• Текст:
"""

Вдруг полк остановился. Какое-то препятствие в этой узкой ложбине, где мы были сжаты с обеих сторон, на мгновение задержало его. Омнибусу тоже пришлось остановиться. Солдаты были около нас. Совсем близко перед собой, в двух шагах, так что лошади их теснили лошадей омнибуса, мы видели этих французов, ставших мамелюками, этих граждан, солдат великой республики, превращенных в защитников империи эпохи упадка. С того места, где я сидел, я мог достать до них рукой. Я не выдержал.
Я опустил стекло омнибуса, высунулся в окно и, глядя в упор на эти сплошные ряды солдат, стоявших передо мной, крикнул:
— Долой Луи Бонапарта! Те, кто служит изменникам, сами изменении!
Кирасиры, что были поближе, повернули голову в мою сторону и тупо посмотрели на меня, другие не шевельнулись, они словно застыли с саблями наголо, в низко надвинутых на глаза касках, устремив взгляд на уши своих коней.

"""

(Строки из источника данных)
"""

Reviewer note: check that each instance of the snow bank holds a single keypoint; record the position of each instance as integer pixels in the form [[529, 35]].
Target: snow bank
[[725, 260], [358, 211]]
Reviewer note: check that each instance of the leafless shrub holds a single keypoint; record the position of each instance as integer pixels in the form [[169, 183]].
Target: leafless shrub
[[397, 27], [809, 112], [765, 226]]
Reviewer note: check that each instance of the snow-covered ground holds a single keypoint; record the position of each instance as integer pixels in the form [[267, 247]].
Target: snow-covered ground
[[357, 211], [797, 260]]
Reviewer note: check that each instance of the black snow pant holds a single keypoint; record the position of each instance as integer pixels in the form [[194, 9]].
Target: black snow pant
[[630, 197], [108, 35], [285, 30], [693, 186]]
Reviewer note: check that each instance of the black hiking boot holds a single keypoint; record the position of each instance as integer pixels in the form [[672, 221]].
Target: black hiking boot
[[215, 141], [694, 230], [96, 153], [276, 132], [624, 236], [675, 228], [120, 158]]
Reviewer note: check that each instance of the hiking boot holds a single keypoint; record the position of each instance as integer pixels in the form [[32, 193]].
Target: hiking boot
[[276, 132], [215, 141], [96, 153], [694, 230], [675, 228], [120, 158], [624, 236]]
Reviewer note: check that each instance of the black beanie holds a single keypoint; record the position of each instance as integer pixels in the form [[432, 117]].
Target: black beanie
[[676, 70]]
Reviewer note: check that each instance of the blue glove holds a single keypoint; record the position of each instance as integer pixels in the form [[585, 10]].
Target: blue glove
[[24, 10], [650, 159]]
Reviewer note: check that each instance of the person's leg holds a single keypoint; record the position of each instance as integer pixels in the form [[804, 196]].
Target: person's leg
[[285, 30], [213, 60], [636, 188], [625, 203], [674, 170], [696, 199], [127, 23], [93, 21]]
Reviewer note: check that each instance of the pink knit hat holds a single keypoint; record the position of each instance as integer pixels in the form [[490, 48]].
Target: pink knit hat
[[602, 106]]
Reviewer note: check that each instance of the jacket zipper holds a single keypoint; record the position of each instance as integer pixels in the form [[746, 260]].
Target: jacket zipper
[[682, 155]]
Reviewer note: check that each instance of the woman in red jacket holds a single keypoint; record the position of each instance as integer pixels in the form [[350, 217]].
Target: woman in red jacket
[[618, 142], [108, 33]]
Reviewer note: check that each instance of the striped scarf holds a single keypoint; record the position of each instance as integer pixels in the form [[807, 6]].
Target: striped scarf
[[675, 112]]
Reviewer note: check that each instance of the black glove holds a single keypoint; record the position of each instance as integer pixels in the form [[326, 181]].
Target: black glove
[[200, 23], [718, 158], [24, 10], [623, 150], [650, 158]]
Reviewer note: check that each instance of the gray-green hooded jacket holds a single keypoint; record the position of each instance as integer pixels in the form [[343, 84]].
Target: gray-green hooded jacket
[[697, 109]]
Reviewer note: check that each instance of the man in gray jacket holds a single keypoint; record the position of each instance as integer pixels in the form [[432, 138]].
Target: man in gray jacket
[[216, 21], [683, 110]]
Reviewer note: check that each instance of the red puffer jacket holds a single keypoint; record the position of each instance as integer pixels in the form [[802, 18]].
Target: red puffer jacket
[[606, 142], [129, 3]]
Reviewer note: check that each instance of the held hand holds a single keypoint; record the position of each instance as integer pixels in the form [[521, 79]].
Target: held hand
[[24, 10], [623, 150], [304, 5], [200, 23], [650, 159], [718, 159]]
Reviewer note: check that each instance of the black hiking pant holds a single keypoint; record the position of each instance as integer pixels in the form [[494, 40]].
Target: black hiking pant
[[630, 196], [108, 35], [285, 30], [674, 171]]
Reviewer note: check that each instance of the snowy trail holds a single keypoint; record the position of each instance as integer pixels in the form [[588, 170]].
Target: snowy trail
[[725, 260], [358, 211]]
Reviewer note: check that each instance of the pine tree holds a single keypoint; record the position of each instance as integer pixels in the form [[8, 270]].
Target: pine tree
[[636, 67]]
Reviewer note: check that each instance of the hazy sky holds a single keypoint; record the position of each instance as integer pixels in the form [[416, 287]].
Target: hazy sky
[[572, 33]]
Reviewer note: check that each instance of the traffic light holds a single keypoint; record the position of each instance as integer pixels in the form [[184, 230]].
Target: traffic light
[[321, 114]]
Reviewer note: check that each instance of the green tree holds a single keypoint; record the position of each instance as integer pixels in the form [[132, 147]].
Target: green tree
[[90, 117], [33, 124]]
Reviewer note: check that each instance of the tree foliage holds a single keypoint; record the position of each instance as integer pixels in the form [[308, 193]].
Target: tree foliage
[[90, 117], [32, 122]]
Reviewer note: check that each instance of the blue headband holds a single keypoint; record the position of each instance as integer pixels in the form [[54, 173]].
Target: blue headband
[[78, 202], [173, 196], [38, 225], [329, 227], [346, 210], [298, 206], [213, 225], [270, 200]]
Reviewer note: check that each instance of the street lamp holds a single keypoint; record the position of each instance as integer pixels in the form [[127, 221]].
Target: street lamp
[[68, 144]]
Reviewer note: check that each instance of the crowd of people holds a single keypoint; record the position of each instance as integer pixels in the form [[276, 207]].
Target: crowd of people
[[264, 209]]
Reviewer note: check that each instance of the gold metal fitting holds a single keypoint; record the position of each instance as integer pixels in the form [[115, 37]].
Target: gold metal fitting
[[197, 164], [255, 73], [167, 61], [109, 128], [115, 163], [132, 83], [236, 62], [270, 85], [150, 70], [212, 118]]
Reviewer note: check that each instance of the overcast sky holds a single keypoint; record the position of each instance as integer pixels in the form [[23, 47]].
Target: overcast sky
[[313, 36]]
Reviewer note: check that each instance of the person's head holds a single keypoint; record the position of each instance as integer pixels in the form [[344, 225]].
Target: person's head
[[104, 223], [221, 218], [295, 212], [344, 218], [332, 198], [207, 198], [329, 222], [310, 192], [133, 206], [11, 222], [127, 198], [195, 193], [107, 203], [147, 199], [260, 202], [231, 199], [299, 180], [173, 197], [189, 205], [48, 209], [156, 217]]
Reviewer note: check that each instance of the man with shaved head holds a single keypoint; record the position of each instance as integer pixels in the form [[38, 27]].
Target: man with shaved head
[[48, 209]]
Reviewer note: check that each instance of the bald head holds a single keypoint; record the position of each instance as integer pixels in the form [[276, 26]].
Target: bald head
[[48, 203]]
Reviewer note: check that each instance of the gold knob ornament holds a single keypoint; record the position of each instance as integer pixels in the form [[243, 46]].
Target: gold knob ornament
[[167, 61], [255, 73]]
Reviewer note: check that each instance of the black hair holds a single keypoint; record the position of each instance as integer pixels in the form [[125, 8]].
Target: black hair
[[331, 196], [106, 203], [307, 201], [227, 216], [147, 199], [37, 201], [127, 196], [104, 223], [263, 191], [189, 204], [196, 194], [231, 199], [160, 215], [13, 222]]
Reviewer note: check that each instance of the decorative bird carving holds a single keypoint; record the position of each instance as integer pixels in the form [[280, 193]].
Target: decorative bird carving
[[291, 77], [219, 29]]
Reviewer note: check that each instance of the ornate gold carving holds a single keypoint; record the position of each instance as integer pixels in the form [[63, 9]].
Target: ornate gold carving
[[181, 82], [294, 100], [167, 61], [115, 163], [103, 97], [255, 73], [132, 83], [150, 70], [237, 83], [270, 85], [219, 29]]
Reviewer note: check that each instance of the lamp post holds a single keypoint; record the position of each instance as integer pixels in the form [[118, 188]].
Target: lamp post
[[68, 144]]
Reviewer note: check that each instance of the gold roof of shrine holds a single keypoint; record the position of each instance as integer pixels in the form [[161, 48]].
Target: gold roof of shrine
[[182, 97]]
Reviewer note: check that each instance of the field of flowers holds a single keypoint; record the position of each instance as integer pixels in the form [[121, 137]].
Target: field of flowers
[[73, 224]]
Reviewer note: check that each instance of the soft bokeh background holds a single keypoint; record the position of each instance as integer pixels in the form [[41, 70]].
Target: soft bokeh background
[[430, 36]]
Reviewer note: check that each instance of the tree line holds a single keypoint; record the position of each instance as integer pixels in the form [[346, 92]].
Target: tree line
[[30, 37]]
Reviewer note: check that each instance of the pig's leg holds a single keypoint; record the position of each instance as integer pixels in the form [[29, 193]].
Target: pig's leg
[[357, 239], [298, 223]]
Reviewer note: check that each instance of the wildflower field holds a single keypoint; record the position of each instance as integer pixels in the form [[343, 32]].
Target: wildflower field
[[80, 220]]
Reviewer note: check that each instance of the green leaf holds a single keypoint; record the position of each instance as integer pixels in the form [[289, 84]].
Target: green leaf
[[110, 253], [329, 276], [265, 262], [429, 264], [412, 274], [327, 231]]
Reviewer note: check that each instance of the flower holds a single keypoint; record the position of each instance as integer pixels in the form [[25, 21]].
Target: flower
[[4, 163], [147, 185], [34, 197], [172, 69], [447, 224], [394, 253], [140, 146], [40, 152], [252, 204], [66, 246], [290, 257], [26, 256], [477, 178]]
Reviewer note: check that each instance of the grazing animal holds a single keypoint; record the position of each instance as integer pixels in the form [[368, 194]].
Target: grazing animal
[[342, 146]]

"""

• Задание 1: Перепишите дословно фрагмент отрывка о полке и омнибусе между словами «Я опустил стекло» и «изменникам, сами изменении!» включительно.
• Задание 2: Куда, согласно отрывку о полке и омнибусе, был устремлен взгляд кирасиров, которые не шевельнулись?
• Задание 3:
Соответствуют ли отрывку о полке и омнибусе следующие утверждения? Для каждого ответьте «да» или «нет» и приведите решающие слова отрывка в точной цитате.
(а) Сидящий в омнибусе мог дотянуться до солдат рукой.
(б) Все кирасиры повернули голову в сторону омнибуса.
(в) Препятствие задержало полк надолго.

• Ответ 1:
Я опустил стекло омнибуса, высунулся в окно и, глядя в упор на эти сплошные ряды солдат, стоявших передо мной, крикнул:
— Долой Луи Бонапарта! Те, кто служит изменникам, сами изменении!

• Ответ 2: На уши своих коней.

• Ответ 3:
(а) Да: «я мог достать до них рукой».
(б) Нет: «другие не шевельнулись».
(в) Нет: «на мгновение задержало его».